_SUPPLIED TEXT_.

** start **

Unlike the clock scheme in [5], a modified clock scheme from [5] is employed here to run the proposed scan operation. As mentioned above, the test set in Figure 1(b) can be row-wisely divided into 3 smaller parts based on the clusters. When the first part of the test set is in the scan operation, the clock operates in such a way that only the first scan chain (Scan Chain A) shifts while the other two scan chains (Scan Chain B and C) stay calm during first 2 clocks. Then, only the second scan chain shifts for next 2 clocks while the other two scan chains rest. After all scan chains go through shifting during 2 clocks individually, one clock is ticked for every scan chain to capture test response. For the second part of the test set, only first two scan chains are involved in the scan operation in the same way as that in the first part. The last scan chain is permanently disabled for shifting since it will have only don't-care bits until the end of scan operation. For the last part, only the first scan chain is involved in the scan operation while the last two scan chains are permanently disabled for shifting. These disabled scan chains for shifting mainly contribute to reducing power dissipation and testing time. The detailed scan operation will follow in the next section.

#### **3.2 MUXed Scan Architecture**

Figure 3 depicts the proposed MUXed scan architecture. MUXes are placed in the middle of a scan chain and the number of required MUXes is 'number of steps in the clusters -1'. The position of MUXes in the scan chain is determined by the size of column of each column-wisely divided test set. In case that all 3 column-wisely divided test sets have 2 columns as in Figure 1(b), 2 MUXes are placed right after the second and fourth scan latches, respectively.



Figure 3. MUXed scan architecture.

** end **

Entries from an annotation dataset
** start **

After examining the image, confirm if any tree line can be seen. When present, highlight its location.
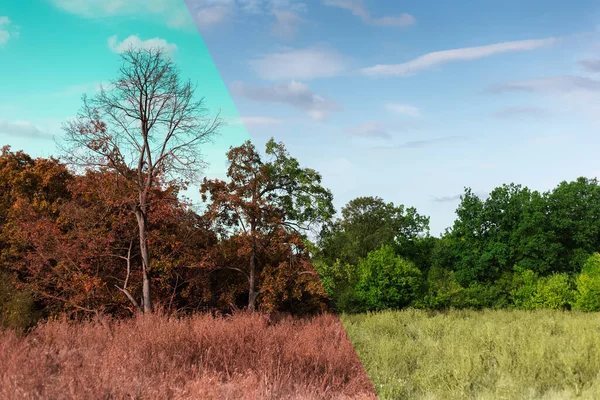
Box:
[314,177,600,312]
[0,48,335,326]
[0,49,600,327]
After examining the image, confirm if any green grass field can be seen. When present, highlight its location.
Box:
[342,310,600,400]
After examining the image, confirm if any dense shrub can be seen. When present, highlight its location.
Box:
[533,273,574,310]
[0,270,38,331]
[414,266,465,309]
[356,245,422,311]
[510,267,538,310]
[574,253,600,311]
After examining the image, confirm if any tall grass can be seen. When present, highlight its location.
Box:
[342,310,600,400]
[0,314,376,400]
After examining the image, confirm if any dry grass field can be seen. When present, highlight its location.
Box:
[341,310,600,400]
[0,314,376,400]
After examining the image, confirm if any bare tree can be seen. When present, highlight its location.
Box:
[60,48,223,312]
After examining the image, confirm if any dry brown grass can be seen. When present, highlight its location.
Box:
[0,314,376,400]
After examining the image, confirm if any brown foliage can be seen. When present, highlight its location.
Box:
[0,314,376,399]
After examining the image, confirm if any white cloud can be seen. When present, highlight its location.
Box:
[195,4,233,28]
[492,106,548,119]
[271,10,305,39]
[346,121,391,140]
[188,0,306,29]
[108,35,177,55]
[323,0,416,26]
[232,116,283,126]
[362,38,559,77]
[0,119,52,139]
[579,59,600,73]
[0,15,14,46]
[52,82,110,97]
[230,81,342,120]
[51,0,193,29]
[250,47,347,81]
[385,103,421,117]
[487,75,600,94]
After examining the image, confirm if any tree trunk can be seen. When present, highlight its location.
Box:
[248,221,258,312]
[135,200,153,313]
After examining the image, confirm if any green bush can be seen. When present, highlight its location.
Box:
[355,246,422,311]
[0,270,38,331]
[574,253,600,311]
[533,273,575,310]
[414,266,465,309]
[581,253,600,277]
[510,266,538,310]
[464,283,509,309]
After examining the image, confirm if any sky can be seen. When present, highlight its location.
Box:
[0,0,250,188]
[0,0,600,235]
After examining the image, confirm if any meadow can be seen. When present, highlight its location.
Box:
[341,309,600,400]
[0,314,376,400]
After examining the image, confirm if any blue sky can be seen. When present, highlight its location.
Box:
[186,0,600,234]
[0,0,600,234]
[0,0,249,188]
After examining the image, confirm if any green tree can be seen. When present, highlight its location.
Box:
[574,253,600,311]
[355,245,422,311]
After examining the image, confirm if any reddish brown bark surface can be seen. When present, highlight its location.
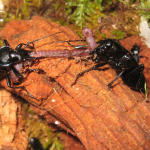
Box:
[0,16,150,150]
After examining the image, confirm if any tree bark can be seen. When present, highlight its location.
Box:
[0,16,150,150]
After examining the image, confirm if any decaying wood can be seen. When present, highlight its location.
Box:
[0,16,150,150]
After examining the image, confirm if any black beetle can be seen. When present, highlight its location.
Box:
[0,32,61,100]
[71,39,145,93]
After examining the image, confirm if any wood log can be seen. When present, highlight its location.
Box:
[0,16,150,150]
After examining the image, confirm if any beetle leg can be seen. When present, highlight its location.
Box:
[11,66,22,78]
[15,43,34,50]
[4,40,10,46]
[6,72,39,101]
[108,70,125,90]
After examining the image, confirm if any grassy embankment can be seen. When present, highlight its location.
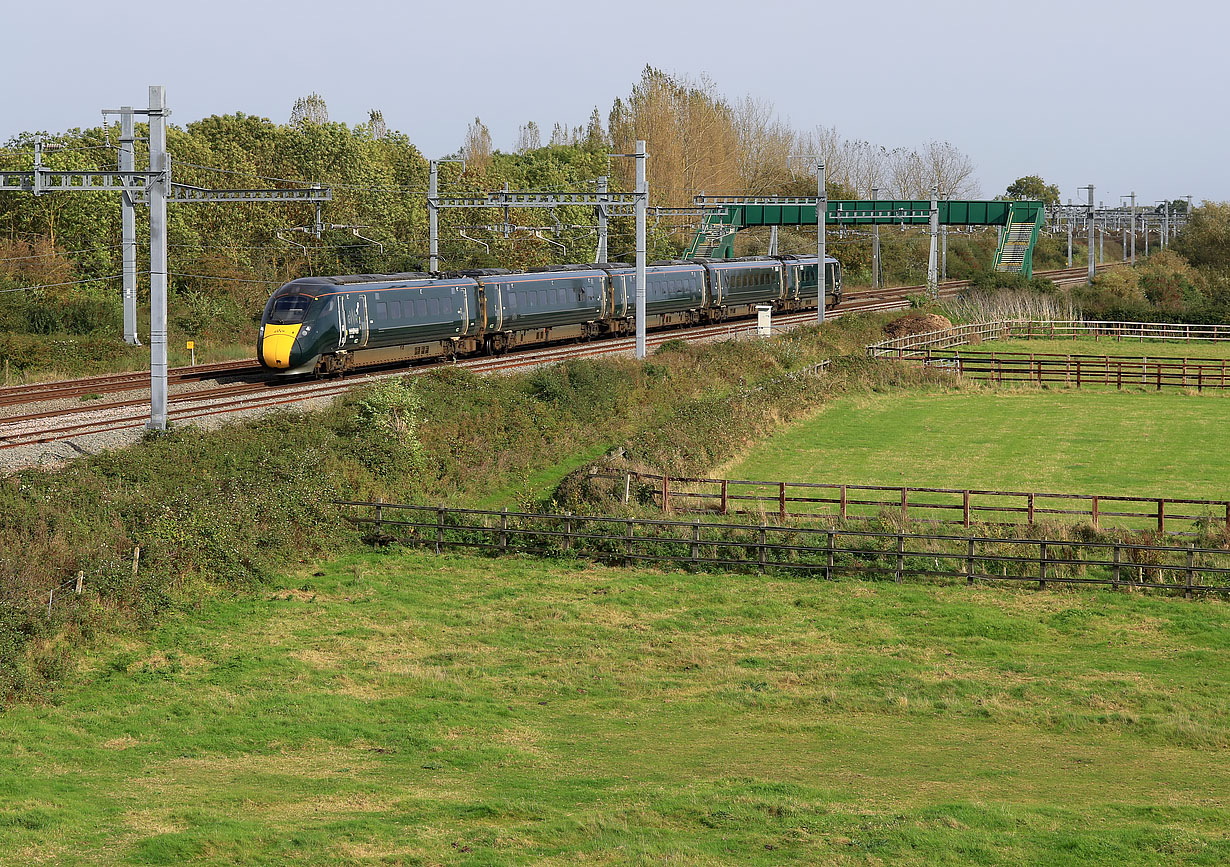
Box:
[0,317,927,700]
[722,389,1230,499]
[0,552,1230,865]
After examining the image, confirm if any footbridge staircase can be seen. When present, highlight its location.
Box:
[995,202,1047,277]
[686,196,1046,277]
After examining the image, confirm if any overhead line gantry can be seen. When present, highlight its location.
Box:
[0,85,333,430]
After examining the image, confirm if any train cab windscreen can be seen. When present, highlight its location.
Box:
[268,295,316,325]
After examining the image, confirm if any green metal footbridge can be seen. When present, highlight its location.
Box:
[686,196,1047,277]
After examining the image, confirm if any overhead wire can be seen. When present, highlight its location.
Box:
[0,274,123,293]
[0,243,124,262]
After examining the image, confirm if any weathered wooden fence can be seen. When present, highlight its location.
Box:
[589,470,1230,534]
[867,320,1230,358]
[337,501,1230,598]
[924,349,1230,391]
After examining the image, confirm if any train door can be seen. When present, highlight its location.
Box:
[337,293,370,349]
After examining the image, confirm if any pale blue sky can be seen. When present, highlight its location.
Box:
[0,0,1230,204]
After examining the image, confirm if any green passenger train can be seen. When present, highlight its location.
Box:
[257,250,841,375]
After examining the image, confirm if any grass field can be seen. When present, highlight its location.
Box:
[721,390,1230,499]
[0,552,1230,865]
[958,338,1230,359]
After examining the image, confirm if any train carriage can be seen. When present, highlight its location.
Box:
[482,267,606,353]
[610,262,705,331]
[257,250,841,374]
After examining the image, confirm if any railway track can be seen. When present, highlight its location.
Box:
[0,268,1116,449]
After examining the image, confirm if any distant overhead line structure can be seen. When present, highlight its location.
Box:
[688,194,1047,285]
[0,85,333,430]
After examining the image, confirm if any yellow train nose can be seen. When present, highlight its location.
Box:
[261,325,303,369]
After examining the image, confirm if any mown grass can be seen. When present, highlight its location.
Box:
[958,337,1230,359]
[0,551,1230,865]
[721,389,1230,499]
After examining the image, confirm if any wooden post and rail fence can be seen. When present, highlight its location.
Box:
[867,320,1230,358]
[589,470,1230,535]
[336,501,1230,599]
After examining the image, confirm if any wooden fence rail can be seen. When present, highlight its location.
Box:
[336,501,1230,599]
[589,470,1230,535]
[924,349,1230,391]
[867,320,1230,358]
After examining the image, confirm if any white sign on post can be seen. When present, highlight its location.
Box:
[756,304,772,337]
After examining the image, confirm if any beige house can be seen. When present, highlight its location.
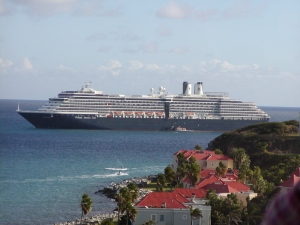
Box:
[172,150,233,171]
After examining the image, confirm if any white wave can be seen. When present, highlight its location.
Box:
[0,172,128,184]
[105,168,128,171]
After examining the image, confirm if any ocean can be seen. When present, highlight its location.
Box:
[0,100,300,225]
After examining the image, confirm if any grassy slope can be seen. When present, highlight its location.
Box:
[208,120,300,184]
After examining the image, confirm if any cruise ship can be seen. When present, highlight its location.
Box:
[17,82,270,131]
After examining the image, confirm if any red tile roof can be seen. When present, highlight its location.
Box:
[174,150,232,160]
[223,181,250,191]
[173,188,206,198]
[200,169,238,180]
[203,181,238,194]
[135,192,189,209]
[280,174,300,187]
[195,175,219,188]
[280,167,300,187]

** end **
** start **

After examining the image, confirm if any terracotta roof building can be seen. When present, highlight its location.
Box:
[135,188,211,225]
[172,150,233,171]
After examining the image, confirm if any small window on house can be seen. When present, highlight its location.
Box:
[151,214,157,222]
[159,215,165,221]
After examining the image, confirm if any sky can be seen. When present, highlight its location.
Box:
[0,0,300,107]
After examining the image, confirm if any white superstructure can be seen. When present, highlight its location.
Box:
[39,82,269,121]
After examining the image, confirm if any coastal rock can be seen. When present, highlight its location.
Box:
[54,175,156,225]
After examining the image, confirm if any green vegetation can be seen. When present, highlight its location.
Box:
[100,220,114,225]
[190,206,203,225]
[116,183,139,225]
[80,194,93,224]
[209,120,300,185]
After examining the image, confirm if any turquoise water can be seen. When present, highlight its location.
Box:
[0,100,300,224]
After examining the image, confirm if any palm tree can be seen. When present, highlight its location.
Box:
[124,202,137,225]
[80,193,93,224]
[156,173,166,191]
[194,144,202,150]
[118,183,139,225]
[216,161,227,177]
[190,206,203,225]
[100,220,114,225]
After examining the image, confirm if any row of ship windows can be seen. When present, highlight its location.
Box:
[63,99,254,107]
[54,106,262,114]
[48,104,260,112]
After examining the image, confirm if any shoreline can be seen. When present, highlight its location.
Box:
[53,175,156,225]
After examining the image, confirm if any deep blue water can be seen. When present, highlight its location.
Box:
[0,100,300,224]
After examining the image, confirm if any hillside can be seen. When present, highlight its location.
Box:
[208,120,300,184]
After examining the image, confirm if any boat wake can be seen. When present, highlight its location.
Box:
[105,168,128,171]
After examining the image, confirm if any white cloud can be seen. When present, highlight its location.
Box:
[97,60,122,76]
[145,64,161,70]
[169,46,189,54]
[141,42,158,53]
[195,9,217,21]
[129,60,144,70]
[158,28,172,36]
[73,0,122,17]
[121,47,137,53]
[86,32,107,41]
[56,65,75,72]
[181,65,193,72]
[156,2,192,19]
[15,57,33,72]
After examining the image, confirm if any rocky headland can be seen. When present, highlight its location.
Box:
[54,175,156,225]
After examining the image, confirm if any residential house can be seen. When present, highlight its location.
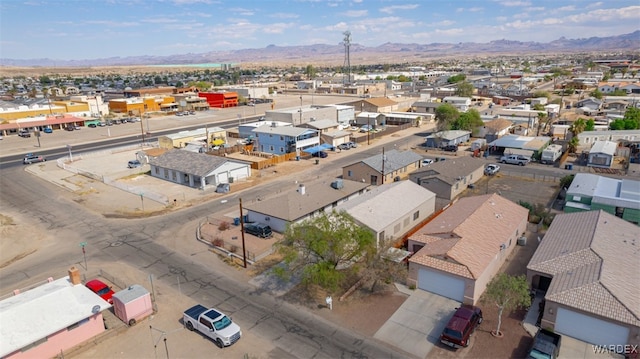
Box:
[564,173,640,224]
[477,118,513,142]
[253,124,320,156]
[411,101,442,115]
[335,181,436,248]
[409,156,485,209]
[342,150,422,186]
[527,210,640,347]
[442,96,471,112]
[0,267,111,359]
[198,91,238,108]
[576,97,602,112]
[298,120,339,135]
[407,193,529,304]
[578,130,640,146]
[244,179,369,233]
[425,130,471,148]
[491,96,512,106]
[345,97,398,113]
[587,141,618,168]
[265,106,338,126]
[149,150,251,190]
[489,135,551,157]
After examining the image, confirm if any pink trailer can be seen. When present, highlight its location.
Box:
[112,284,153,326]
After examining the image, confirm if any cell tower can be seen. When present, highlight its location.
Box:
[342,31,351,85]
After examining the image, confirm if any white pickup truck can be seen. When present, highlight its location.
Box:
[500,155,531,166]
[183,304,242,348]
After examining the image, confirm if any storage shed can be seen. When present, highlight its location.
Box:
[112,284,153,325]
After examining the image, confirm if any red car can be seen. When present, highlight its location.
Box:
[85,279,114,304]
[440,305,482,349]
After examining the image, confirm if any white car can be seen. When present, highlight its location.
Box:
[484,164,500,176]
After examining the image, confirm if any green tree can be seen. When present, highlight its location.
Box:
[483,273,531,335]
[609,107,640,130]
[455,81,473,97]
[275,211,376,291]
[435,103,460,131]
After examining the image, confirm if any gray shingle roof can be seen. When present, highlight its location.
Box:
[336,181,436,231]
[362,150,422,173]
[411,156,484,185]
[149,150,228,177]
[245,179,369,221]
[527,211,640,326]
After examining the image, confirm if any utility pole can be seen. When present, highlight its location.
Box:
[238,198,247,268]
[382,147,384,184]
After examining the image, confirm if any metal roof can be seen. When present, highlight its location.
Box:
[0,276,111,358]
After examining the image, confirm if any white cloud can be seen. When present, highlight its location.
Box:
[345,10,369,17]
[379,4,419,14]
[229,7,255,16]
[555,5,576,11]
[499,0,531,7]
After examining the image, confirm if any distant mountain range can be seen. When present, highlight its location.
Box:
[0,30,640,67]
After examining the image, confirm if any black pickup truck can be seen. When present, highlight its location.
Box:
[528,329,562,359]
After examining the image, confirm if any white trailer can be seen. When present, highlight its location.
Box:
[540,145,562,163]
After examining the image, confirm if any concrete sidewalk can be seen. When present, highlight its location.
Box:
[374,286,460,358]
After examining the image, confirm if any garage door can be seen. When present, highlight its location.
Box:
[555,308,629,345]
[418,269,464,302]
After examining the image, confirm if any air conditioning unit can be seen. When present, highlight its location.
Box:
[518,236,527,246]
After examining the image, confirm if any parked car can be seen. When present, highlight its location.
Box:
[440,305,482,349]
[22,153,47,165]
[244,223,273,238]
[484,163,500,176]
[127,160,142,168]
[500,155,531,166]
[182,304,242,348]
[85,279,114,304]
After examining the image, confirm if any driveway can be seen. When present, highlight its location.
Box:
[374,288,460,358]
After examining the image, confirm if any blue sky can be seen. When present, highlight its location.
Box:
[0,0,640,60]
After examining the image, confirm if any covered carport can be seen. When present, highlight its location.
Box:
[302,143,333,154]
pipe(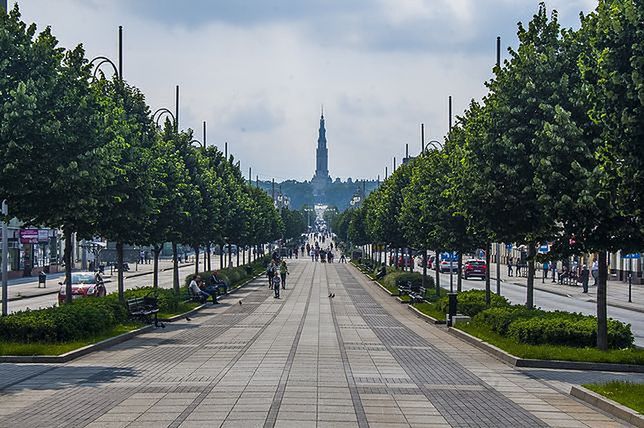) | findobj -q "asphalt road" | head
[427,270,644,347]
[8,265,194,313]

** end **
** start **

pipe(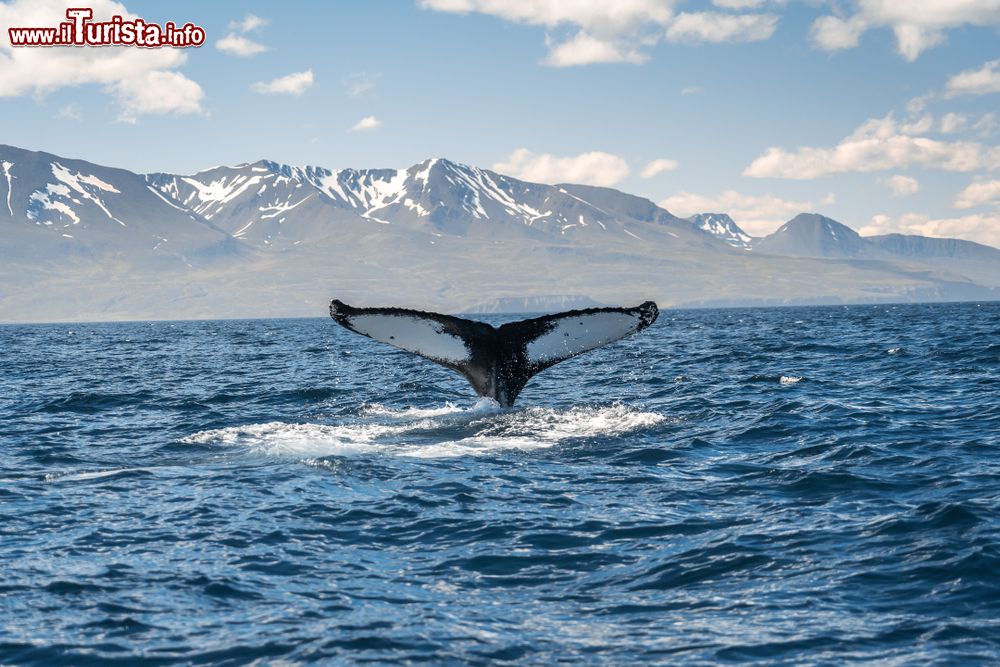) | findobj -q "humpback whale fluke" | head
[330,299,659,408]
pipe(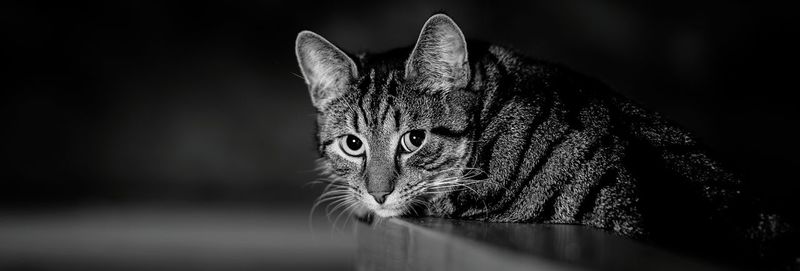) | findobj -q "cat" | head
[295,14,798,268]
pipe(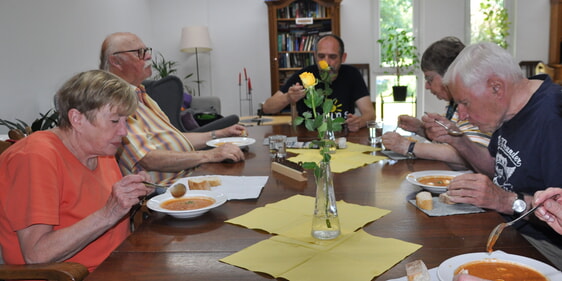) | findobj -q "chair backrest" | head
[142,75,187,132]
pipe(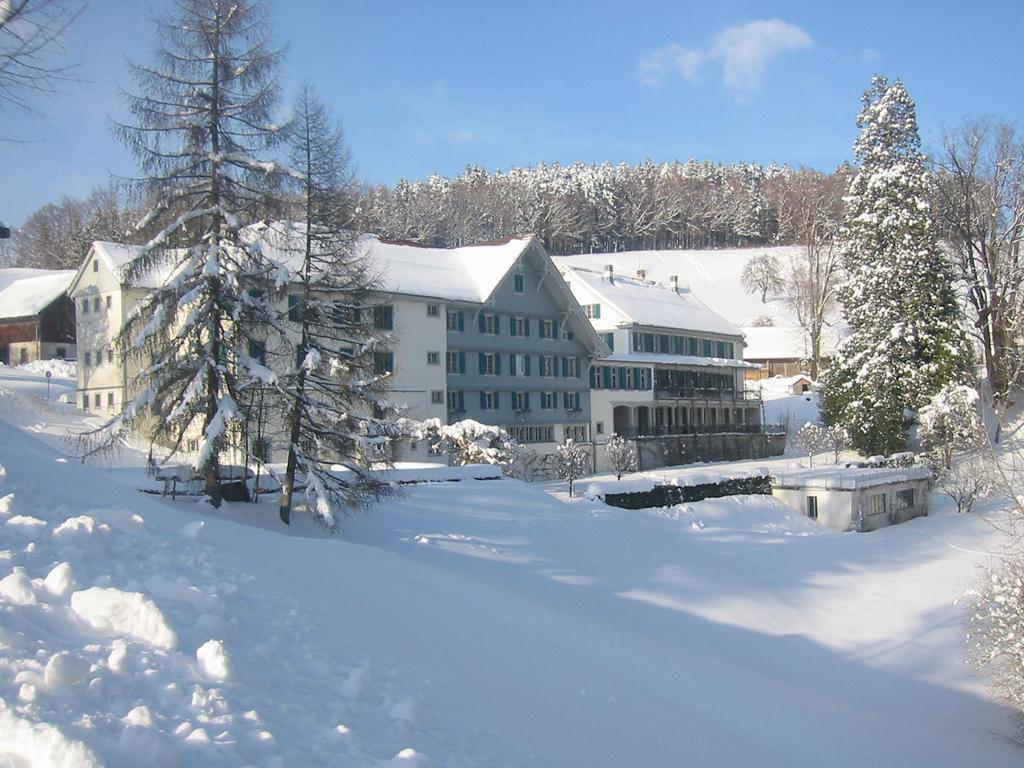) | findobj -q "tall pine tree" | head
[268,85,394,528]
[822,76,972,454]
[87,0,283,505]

** end **

_PROBLEM TO WORK ON_. Carry on the passage about the modified clock scheme and MUXed scan architecture, picking up right after its final line.

_ANSWER TO THE TASK_.
The clock scheme for this scan architecture is a little different from that in the multiple partitioned scan architecture. It is closer to the conventional clock scheme. For the first part of the test set in Figure 1(b), the clocks to every scan chain work for shifting as the conventional clock scheme. For the second part, the clocks to the first scan chain from the scan-in input position (Scan Chain C) are disabled for shifting while the clocks work for shifting of only the second and third scan chains (Scan Chain B and A). So the first MUX in Figure 3 takes input test data directly from the scan-in position of scan chain since the bits in the first scan chain (Scan Chain C) will be don't-care bit until the end of scan operation. For the last part, only the last scan chain (Scan Chain A) is involved in the shifting process using the second MUX to take input test data directly from the scan-in position. These disabled scan chains for shifting mainly contribute to reducing power dissipation and testing time as in the multiple partitioned scan architecture. Note that when a long scan chain is partitioned into multiple scan chains, the number of scan latches in all partitioned scan chains should be close to each other. This is because it leads to less control circuit and is easily manageable.

#### 4. Interaction of Proposed Reordering and Two Reconfigured Scan Architectures



Figure 4. Test set after applying the proposed reordering (an example).

According to the test set in Figure 4 that is a copy of the test set in Figure 1(b), the proposed scan operations for two proposed scan architectures are separated into 3 phases. All partitioned scan chains in two proposed scan architecture have 2 scan latches. The phases in two proposed scan operations correspond to the row-wisely smaller divided test sets in Figure 4. Note that the rightmost column of the input test cube in Figure 4 scans in first and "Test Response  $1 \sim 6$ " are the test response of "Input Pattern  $1 \sim 6$ ", respectively.

# 4.1 Scan Operation of Multiple Partitioned Scan Architecture

In Phase 1, the multiple partitioned scan architecture operates in the same way as that in [5]. During first 2 clocks, Scan Chain A works for shifting while Scan Chain B and C stay calm and their buffers and

clocks are disabled. Next 2 clocks work for shifting of only Scan Chain B, and then another 2 clocks work for shifting of only Scan Chain C. Like this way, total 14 clocks are consumed in Phase 1. Attention should be paid at the point where Phase 1 shifts to Phase 2, i.e., after capturing "Test Response 2".



Now every partitioned scan chain has "Test Response 2" in its scan latches. All bits in "Test Response 2" should be scanned out since they all are valuable for the analysis of test response. So the first input pattern in Phase 2 (Input Pattern 3) scans in the same way that the input patterns in Phase 1 do although it belongs to Phase 2. So scanning-in of "Input Pattern 3" consumes 6 clocks, and then next 1 clock is ticked to catch "Test Response 3".



Figure 6. Phase 3 (after the 1st clock of scan-in of "Input Pattern 6").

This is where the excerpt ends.